**ABOUT THIS EXERCISE:** Extend the forum post about the mothur summary.seqs error, starting right after its last sentence.

**SELECTED EXCERPT:**
★ ★ ★

Just before the release of mothur v1.44, our supercomputing facility just updated to mothur v1.43, so that is the version I am using. To test this version I used a subset of my larger dataset to run through the mothur SOP. We worked out the kinks and I was able to run the subset through several SOP iterations. When I tried to run the larger dataset through I continually get the same error with summary.seqs after alignment.
[WARNING]: We found more than 25% of the bases in sequence EQcs|#*3;?@_8BMSPGEKOPLC7)yjV="a?ybWO@y7=G)Vw3Q^[u to be ambiguous. Mothur is not setup to process protein sequences.
[ERROR]: ‘EQcs|#*3;?@_8BMSPGEKOPLC7)yjV="a?ybWO@y7=G)Vw3Q^[u’ is not in your name or count file, please correct.
[ERROR]: Your count file contains 10723136 unique sequences, but your fasta file contains 136970. File mismatch detected, quitting command.
I decided to:
- See which line the sequence EQcs|#*3;?@_8BMSPGEKOPLC7)yjV="a?ybWO@y7=G)Vw3Q^[u was in by using
grep -rn "EQcs|#*3;?@_8BMSPGEKOPLC7)yjV" NPRB20.trim.contigs.good.unique.align
The string was not found in the .align file.

★ ★ ★

**GIVEN RECORDS:**
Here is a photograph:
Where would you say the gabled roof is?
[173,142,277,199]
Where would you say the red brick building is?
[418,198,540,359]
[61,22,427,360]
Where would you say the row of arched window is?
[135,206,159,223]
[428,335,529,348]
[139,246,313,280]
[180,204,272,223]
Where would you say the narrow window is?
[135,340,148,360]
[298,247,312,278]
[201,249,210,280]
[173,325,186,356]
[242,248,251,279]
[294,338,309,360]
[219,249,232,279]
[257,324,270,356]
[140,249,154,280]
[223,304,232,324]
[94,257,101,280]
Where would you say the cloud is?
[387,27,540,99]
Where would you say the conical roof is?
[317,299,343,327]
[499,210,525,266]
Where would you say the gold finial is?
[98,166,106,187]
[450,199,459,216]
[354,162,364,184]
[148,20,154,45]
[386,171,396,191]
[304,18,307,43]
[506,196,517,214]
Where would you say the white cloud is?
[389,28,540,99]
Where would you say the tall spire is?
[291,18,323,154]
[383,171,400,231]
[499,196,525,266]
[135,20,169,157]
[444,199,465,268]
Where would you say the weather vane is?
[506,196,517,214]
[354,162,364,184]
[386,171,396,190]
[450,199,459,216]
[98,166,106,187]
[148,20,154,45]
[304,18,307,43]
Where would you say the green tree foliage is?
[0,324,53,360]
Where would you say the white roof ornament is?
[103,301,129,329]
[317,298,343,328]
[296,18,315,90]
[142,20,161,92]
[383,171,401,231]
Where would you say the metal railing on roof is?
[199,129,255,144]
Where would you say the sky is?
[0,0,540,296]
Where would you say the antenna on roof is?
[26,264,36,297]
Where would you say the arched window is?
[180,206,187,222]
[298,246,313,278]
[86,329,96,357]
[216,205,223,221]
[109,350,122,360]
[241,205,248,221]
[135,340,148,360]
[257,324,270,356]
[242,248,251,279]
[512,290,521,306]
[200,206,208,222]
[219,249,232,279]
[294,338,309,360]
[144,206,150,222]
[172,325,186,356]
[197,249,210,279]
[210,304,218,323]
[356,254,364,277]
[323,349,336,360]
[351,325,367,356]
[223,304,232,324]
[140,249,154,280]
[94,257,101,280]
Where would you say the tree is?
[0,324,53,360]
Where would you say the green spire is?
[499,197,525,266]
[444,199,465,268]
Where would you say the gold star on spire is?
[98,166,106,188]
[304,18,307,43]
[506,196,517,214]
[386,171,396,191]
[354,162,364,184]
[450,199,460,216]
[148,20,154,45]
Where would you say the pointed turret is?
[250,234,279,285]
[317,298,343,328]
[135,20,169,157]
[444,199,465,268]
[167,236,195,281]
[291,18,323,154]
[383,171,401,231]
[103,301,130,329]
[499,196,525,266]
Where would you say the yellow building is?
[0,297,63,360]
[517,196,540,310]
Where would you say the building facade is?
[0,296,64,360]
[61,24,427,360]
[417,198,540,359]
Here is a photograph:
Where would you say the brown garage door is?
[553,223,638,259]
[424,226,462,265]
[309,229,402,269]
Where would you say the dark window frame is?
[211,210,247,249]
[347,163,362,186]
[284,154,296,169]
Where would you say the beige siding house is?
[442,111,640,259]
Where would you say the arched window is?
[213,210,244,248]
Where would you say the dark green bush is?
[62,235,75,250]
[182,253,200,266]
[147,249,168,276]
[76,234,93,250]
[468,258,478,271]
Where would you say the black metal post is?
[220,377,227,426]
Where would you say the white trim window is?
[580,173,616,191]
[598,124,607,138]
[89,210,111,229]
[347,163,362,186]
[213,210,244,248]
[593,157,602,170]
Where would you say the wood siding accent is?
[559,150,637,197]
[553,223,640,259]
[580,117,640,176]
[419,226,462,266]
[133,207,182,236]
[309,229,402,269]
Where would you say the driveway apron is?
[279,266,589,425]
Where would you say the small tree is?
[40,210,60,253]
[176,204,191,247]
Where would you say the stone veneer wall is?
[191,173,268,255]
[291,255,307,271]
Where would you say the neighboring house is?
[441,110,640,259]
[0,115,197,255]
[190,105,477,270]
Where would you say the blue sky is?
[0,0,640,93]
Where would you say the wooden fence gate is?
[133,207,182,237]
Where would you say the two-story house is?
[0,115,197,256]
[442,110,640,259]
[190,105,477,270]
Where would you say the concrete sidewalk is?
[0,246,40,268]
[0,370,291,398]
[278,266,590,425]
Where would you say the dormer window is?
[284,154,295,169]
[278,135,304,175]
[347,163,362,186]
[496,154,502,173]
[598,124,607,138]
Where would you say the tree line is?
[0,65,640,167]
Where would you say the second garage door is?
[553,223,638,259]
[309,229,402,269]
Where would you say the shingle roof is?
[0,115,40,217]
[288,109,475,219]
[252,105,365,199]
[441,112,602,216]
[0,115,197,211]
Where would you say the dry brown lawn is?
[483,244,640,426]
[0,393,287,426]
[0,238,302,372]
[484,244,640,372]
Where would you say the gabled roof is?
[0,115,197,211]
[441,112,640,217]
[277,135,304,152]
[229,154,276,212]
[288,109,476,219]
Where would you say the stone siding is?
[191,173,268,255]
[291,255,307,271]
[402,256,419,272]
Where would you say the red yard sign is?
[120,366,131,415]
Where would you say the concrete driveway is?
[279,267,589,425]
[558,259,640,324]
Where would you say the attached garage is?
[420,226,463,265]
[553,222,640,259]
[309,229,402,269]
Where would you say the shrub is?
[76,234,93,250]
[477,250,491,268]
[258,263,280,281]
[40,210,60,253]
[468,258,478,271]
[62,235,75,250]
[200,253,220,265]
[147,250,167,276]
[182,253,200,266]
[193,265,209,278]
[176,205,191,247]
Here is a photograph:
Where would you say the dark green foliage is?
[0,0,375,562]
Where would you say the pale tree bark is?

★ ★ ★

**OUTPUT BELOW:**
- Check how many sequences were in the following files using
grep ">" filename | wc -l
The results were:
NPRB20.trim.contigs.good.fasta = 14622735
NPRB20.trim.contigs.good.unique.fasta = 10723136
NPRB20.trim.contigs.good.count_table = 14622735; unique = 10723136
NPRB20.trim.contigs.good.unique.align = from mothur.logfile 10723136; from grep 10723168
Note that the number of unique seqs from the .align logfile matches the count table and unique.fasta, yet the number via the grep command is different, i.e. has 32 more sequences. The commands I ran for the alignment and summary are:
align.seqs(fasta=NPRB20.trim.contigs.good.unique.fasta, reference=silva.nr_v138.pcr.align, flip=T, processors=8)
summary.seqs(fasta=NPRB20.trim.contigs.good.unique.align, count=NPRB20.trim.contigs.good.count_table, processors=8)
Any help on this would be much appreciated as these resulting data are the only thing I can work on during quarantine :).